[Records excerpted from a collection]
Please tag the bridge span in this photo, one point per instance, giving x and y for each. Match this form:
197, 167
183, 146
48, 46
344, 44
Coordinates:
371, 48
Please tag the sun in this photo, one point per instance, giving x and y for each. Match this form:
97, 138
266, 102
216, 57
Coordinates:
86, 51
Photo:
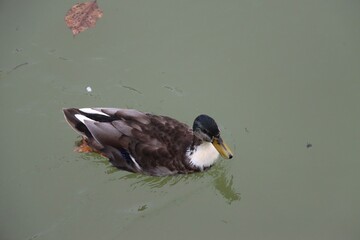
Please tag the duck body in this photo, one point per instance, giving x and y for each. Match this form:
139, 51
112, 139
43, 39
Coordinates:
146, 143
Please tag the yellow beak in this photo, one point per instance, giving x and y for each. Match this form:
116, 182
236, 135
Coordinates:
222, 148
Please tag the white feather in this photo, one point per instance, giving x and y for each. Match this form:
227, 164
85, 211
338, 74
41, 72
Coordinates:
82, 118
136, 164
204, 155
92, 111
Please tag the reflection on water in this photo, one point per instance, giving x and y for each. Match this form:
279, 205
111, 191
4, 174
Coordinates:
220, 180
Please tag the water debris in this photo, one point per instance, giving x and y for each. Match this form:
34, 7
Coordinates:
132, 89
18, 66
142, 208
175, 90
82, 16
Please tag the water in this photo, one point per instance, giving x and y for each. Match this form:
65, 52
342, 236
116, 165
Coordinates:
281, 78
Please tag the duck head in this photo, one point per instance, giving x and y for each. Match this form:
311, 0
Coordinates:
206, 128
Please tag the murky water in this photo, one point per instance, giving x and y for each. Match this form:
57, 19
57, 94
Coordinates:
281, 78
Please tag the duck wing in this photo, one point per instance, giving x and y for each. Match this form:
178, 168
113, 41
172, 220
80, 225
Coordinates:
133, 140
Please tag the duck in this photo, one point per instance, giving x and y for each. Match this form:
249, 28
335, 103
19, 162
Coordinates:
146, 143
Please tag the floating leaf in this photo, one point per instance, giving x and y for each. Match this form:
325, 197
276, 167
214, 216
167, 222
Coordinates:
81, 16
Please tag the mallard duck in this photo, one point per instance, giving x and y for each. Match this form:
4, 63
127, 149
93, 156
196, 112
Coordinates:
149, 144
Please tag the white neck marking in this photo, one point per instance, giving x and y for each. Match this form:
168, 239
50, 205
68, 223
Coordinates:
204, 155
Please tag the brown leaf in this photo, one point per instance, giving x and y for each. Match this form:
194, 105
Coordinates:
81, 16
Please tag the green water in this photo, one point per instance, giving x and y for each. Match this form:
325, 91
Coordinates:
282, 79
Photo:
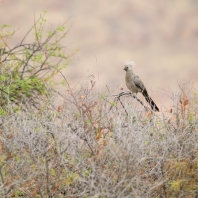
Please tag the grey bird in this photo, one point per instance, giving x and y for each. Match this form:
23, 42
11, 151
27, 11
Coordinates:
135, 84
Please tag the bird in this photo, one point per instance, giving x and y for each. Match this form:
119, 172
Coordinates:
135, 84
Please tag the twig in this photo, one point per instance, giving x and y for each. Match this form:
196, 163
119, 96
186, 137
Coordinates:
126, 93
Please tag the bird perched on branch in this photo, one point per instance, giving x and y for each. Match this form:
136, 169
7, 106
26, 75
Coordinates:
135, 84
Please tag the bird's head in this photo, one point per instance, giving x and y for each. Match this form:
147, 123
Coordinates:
129, 66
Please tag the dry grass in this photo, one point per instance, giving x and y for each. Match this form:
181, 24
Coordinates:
84, 150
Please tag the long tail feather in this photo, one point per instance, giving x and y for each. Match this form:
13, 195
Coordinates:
150, 101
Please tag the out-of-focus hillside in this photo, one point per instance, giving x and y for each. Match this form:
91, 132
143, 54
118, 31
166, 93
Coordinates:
160, 36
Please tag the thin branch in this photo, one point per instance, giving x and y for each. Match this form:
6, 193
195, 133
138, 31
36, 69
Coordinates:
127, 93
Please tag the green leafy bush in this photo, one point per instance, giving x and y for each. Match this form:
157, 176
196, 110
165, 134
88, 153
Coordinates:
28, 68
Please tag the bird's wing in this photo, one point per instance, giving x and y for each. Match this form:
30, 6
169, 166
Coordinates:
138, 82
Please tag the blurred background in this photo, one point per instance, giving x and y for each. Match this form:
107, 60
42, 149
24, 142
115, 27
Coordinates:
160, 36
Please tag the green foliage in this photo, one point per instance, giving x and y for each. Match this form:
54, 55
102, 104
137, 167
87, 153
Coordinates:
27, 70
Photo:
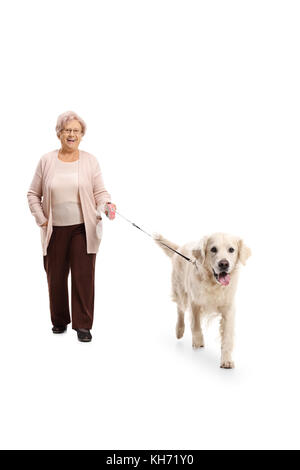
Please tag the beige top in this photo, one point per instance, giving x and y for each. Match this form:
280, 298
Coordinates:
65, 199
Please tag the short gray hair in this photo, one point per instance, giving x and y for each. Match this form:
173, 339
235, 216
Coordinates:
66, 117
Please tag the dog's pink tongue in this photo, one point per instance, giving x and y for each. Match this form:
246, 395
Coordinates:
224, 280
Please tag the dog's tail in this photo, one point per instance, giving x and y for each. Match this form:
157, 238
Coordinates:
162, 242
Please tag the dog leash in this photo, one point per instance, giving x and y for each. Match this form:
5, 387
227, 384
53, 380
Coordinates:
151, 236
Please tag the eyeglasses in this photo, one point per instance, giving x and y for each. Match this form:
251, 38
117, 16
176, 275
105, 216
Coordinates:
68, 131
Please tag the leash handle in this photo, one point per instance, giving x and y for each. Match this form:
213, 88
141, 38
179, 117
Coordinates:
172, 249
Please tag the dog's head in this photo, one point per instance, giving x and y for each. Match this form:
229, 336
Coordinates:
220, 254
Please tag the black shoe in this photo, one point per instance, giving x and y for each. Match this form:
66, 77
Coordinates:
84, 335
59, 329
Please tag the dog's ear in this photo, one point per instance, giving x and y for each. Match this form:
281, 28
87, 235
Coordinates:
244, 252
200, 252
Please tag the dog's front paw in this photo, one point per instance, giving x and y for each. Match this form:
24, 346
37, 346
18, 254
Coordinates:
227, 365
179, 331
197, 342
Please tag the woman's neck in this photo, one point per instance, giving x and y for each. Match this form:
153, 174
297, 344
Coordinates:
68, 155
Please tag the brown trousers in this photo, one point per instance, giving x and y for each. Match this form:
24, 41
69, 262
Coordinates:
67, 250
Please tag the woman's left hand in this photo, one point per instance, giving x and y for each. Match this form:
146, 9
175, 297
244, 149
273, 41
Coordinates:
110, 210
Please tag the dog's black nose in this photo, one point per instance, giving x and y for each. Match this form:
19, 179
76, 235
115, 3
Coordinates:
223, 264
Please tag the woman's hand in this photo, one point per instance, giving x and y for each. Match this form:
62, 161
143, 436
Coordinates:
110, 210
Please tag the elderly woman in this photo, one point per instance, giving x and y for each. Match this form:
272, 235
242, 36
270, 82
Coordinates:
66, 197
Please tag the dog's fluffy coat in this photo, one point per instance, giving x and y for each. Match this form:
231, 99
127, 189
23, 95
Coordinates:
203, 288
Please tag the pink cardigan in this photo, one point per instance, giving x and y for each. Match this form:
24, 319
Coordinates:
92, 192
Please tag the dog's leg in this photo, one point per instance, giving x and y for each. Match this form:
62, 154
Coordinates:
197, 335
227, 336
180, 323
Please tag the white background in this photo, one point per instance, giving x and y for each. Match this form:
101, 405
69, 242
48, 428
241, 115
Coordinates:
192, 110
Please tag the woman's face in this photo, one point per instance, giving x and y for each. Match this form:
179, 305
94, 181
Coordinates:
71, 135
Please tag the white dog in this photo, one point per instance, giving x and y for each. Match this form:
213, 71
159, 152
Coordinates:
207, 285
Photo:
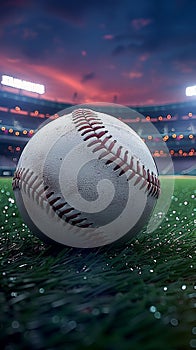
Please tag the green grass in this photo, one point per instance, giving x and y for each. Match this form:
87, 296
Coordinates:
140, 296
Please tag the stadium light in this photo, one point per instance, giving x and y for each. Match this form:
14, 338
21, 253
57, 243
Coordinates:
191, 90
22, 84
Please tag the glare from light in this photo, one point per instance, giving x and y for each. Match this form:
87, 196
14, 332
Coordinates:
22, 84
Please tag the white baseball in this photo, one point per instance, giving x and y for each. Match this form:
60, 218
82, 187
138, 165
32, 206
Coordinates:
86, 180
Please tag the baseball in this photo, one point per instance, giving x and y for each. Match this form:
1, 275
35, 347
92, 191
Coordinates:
86, 180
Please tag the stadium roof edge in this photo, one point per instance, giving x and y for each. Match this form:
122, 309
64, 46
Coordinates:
63, 105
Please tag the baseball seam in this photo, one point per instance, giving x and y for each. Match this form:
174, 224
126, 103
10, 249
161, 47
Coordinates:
35, 188
92, 129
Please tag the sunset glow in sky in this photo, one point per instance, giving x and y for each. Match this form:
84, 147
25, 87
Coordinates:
130, 52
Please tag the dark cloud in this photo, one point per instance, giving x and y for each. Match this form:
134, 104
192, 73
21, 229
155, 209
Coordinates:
88, 76
113, 41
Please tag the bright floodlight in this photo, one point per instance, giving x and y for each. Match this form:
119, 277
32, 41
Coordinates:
22, 84
191, 90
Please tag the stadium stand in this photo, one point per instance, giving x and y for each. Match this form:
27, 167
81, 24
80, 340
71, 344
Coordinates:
173, 134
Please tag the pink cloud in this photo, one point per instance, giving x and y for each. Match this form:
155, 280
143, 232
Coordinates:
139, 23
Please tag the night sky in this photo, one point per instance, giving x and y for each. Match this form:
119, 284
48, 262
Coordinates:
131, 52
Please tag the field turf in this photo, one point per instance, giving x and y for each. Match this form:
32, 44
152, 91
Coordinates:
138, 297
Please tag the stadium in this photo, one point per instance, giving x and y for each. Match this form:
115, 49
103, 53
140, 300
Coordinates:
140, 296
21, 116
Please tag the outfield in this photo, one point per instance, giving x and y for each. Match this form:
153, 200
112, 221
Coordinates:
140, 297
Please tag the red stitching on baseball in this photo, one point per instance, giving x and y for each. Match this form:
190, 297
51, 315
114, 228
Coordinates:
83, 120
28, 181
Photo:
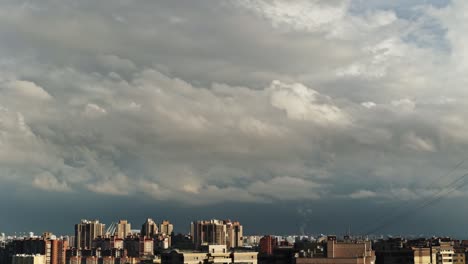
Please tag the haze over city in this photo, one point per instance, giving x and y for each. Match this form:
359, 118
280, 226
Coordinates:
292, 117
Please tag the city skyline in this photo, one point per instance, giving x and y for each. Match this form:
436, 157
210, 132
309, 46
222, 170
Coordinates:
306, 116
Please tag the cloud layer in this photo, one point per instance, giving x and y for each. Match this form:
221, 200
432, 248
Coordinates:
239, 101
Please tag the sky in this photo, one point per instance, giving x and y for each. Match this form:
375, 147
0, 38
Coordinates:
299, 117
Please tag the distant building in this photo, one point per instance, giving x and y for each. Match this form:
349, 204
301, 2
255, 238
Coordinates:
213, 254
349, 252
166, 228
149, 228
217, 232
234, 234
29, 259
267, 244
124, 228
459, 256
86, 231
139, 246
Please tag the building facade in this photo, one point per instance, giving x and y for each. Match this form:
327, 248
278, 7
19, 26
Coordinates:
86, 231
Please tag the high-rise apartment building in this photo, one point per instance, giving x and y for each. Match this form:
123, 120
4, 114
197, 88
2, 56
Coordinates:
267, 244
216, 232
86, 232
234, 234
149, 228
166, 228
124, 228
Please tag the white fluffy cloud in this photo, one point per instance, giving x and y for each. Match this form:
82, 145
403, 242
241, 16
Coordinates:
287, 101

## EXERCISE INSTRUCTIONS
Please extract exactly, and only, the lines from the line containing "Please tag the sky" through the last line of the records.

## SOLUTION BELOW
Please tag the sky in this photo, one point per instance, giving x and y for each. Match this form:
375, 147
0, 38
Coordinates:
299, 117
Please tag the distant building in this photo, one point per instance, giving x and y for each. Match this form:
349, 204
301, 2
255, 238
Coordinates:
213, 254
349, 252
166, 228
149, 228
217, 232
234, 234
29, 259
267, 244
124, 228
459, 256
86, 231
139, 246
Please tag the building facade in this photo, one point per instance, giving x and y for each. Match this form:
327, 248
278, 7
19, 26
Coordinates:
86, 231
Please tag the high-rise apartment building in this photo, one point per instance, giving x and y for each. Match this form:
123, 120
4, 114
197, 88
2, 56
Coordinates:
267, 244
216, 232
86, 232
234, 234
149, 228
166, 228
124, 228
Please tag the white fluffy cloud in this photo, one point per instance, giving x and y for each. Match this form:
82, 145
403, 242
241, 16
Coordinates:
287, 101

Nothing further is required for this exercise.